What is expected ->
The records are to be restated in their entirety, word for word.

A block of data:
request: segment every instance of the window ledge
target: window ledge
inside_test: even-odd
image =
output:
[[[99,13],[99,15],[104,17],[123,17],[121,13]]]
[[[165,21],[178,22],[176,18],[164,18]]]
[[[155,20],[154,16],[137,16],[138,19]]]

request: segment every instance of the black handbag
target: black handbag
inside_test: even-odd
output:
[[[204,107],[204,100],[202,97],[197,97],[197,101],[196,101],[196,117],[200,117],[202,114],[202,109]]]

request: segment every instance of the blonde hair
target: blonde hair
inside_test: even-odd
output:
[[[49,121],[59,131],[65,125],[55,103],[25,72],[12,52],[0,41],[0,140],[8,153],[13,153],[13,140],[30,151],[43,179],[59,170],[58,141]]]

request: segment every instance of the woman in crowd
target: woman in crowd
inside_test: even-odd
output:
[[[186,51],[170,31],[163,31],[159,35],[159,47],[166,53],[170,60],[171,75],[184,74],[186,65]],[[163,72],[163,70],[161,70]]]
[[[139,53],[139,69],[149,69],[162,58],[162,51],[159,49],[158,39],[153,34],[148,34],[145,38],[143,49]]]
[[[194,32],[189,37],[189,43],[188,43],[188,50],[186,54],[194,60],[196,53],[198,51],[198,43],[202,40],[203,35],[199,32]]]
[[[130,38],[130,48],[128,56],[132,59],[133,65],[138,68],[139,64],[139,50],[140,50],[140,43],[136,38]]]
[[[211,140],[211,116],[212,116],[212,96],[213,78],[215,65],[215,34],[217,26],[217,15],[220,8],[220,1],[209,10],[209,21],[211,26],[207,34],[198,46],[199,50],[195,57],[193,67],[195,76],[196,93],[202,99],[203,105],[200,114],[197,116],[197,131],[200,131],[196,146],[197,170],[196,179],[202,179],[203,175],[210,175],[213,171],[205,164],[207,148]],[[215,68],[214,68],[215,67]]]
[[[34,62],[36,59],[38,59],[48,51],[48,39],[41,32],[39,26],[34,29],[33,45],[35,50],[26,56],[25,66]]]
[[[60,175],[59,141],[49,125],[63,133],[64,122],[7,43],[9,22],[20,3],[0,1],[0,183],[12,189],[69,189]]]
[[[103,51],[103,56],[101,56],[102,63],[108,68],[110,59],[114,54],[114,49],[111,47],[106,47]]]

Solved problem ->
request: segment every instance of the window ledge
target: window ledge
inside_test: even-odd
image =
output:
[[[99,13],[99,15],[104,17],[123,17],[121,13]]]
[[[165,21],[178,22],[176,18],[164,18]]]
[[[155,20],[154,16],[137,16],[138,19]]]

request: segment every instance of the black handbag
target: black handbag
inside_test: even-odd
output:
[[[204,107],[204,100],[202,97],[197,97],[197,101],[196,101],[196,117],[200,117],[202,114],[202,109]]]

request: segment every instance of the blonde hair
target: blonde hair
inside_test: even-odd
output:
[[[49,121],[59,131],[65,125],[55,103],[25,72],[12,52],[0,41],[0,140],[8,153],[13,153],[13,140],[30,151],[43,179],[59,170],[58,141]]]

request: segment every instance of the woman in crowd
target: woman in crowd
inside_test: even-odd
output:
[[[186,51],[170,31],[163,31],[159,35],[159,47],[166,53],[170,60],[171,75],[184,74],[186,65]],[[163,72],[163,70],[161,70]]]
[[[139,53],[139,69],[149,69],[162,58],[162,51],[159,49],[158,39],[153,34],[148,34],[145,38],[143,49]]]
[[[194,32],[189,37],[189,43],[188,43],[188,50],[186,54],[194,60],[196,53],[198,51],[198,43],[202,40],[203,35],[199,32]]]
[[[130,38],[130,48],[128,56],[132,59],[133,65],[138,68],[139,64],[139,50],[140,50],[140,43],[136,38]]]
[[[211,140],[211,116],[212,116],[212,96],[213,78],[215,65],[215,34],[217,26],[217,15],[220,8],[220,1],[209,10],[209,21],[211,26],[207,34],[198,46],[199,50],[195,57],[193,67],[195,76],[196,93],[202,99],[203,105],[200,114],[197,116],[197,131],[200,131],[196,146],[197,170],[196,179],[202,179],[203,175],[210,175],[213,171],[205,164],[207,148]],[[215,68],[214,68],[215,67]]]
[[[34,62],[36,59],[38,59],[48,51],[48,39],[41,32],[39,26],[34,29],[33,45],[35,50],[26,56],[25,66]]]
[[[60,175],[59,141],[49,125],[63,133],[64,122],[7,43],[9,22],[20,3],[0,1],[0,183],[12,189],[69,189]]]
[[[103,51],[103,56],[101,56],[102,63],[108,68],[110,59],[114,54],[114,49],[111,47],[106,47]]]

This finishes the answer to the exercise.